Segment Start: Records supplied

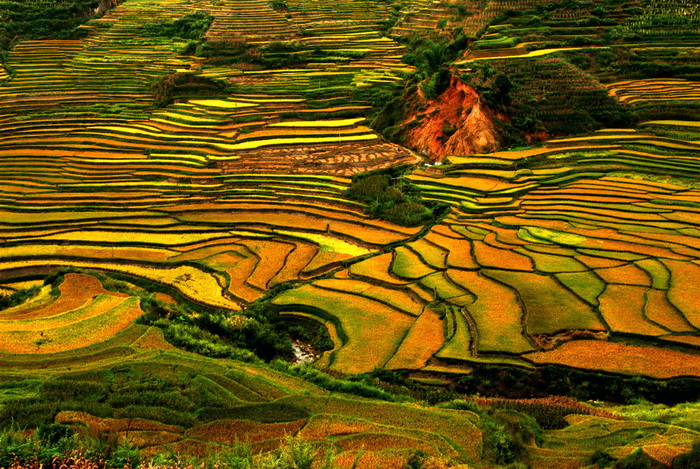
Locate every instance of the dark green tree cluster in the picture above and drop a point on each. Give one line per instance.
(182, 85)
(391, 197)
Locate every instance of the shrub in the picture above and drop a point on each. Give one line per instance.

Segment End: Records supplied
Segment Start: Records supplied

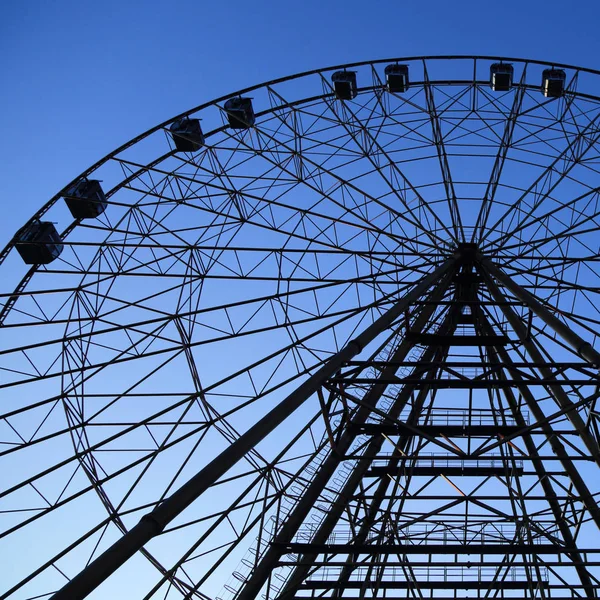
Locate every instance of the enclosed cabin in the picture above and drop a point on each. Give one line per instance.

Segment End: Records supplied
Segment Start: Records supplied

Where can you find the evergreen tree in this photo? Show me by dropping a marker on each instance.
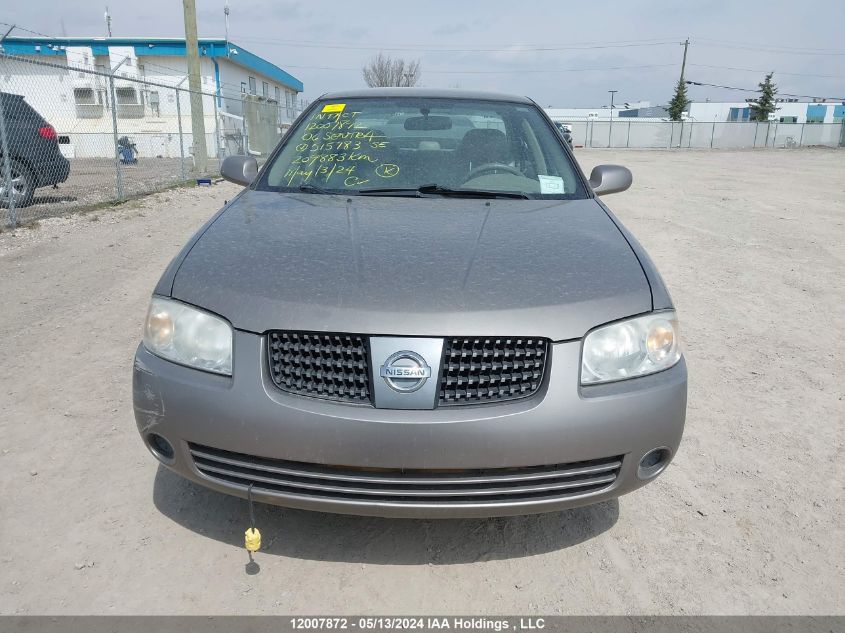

Segment End: Records supplied

--- Aim of the exercise ---
Above are some records; copy exactly the lines from the one with "Locate every instance of the dark" through the one with "Locate every instance of the shrub", both included, and no others.

--- Output for this exercise ---
Locate every instance of the dark green tree cluster in the picture above and drop a point on each. Give one line per instance.
(182, 85)
(391, 197)
Locate every instance of the shrub in the picture above and drop a point on each. Give one line per instance.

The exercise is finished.